--- Start Selected passage ---

Climate Recovery and Adaptation potential of Forests in the Tropics (CRAFT).

International climate treaties recognise forests as an essential resource for mitigating global climate change through carbon capture and storage, but their role in helping humans adapt to rising global temperatures has not yet been assessed.

Our research in BAG has shown that replacing tropical forests with alternative land types disrupts regular water and energy exchanges between the land and the atmosphere, heating the land up to 100 km away and driving changes to the water cycle.

These changes exacerbate climate change-driven warming and droughts with severe consequences for human health and crop productivity. The presence of forest could alleviate the damaging effects of global climate change by cooling surrounding non-forest landscapes, reducing the frequency of heatwaves and sustaining inland water supplies. However, the potential for tropical forests to offer such ecosystem-based adaptation, and the dependence of climate services on forest type and degradation status, have not been evaluated. This evaluation is limited by the capability of climate models to capture the complexities of forest-climate interactions, and therefore their ability to reliably predict how tropical deforestation or afforestation may modify future temperature increases.

--- End Selected passage ---
--- Start Extracted entries ---

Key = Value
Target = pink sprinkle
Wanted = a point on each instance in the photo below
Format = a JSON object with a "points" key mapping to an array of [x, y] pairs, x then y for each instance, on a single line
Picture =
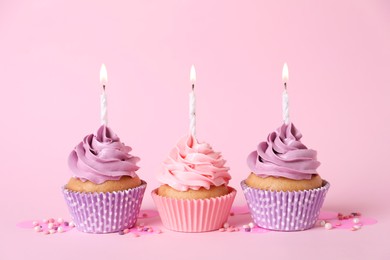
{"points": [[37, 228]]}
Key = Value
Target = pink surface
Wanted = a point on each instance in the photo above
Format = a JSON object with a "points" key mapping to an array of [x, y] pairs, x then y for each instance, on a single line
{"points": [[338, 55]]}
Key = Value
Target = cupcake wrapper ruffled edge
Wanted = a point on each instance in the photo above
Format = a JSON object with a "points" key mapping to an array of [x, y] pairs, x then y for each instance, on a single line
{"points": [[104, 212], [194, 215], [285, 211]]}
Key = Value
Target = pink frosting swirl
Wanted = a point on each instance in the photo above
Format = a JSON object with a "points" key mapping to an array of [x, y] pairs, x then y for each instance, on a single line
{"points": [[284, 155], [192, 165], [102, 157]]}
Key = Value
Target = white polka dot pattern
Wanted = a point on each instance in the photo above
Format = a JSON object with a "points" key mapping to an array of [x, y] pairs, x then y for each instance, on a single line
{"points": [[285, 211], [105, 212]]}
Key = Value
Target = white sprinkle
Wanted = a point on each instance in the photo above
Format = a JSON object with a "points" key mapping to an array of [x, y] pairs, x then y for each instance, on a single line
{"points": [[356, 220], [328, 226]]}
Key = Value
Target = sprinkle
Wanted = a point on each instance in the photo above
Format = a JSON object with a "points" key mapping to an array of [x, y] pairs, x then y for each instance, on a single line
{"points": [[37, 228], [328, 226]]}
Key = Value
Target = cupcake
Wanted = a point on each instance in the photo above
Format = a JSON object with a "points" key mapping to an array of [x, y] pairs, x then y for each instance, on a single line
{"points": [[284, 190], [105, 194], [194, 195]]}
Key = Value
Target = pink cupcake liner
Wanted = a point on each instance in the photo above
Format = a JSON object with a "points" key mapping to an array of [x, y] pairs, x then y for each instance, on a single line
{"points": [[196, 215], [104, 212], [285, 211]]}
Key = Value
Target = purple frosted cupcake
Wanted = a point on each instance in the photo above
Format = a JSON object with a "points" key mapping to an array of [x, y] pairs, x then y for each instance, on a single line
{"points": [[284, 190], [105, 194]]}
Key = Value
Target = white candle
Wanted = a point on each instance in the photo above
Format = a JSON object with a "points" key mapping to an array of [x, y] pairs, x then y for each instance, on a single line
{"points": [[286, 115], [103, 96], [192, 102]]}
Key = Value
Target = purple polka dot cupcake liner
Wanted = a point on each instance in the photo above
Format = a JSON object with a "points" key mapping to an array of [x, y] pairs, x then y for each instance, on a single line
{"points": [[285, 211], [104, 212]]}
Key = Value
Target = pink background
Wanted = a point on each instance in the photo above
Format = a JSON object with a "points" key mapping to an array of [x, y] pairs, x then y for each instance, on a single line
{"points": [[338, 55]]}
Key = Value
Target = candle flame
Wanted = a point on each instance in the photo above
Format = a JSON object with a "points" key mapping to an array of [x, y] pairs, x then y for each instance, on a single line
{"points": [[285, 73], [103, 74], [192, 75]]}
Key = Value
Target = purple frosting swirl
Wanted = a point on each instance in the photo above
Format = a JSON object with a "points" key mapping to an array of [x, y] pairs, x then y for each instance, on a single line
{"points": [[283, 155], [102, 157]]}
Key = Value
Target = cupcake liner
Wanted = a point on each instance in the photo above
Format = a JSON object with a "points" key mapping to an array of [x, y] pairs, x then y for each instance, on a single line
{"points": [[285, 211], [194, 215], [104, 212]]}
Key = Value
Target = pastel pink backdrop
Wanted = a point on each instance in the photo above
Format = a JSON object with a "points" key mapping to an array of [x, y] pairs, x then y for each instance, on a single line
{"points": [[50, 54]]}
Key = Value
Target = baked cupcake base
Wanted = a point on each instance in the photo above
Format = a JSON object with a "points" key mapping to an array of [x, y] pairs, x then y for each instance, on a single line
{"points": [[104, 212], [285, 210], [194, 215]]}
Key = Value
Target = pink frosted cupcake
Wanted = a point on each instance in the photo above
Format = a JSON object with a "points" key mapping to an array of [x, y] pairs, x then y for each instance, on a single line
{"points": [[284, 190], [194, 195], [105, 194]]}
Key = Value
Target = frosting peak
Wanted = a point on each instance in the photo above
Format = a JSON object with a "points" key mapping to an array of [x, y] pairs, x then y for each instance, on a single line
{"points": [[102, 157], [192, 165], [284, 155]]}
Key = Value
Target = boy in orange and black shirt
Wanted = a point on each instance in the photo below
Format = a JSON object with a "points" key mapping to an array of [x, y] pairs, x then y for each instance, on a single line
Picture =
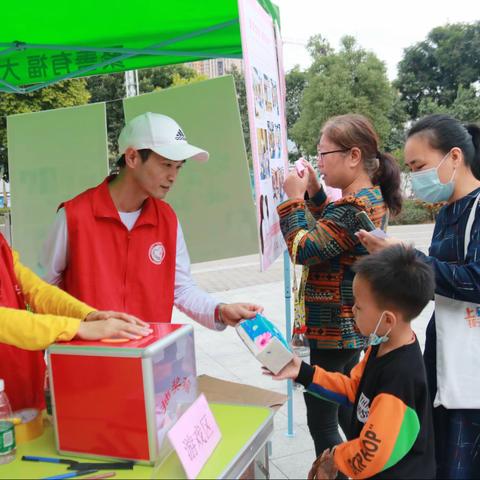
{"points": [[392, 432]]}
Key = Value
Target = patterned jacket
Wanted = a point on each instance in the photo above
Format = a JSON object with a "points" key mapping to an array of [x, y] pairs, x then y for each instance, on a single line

--- End Extracted entries ---

## Goal 1
Answer these questions about the forest climate passage:
(a) What do international climate treaties recognize forests as?
(b) Up to how far away can replacing tropical forests with alternative land types heat the land?
(c) What limits the evaluation of the adaptation potential of tropical forests?
## Goal 2
Switch "treaties" to "agreements" in the forest climate passage, and write out the text starting at "International climate treaties" and ending at "yet been assessed.".

## Right answer 1
(a) An essential resource for mitigating global climate change through carbon capture and storage.
(b) Up to 100 km away.
(c) The capability of climate models to capture the complexities of forest-climate interactions.

## Right answer 2
International climate agreements recognise forests as an essential resource for mitigating global climate change through carbon capture and storage, but their role in helping humans adapt to rising global temperatures has not yet been assessed.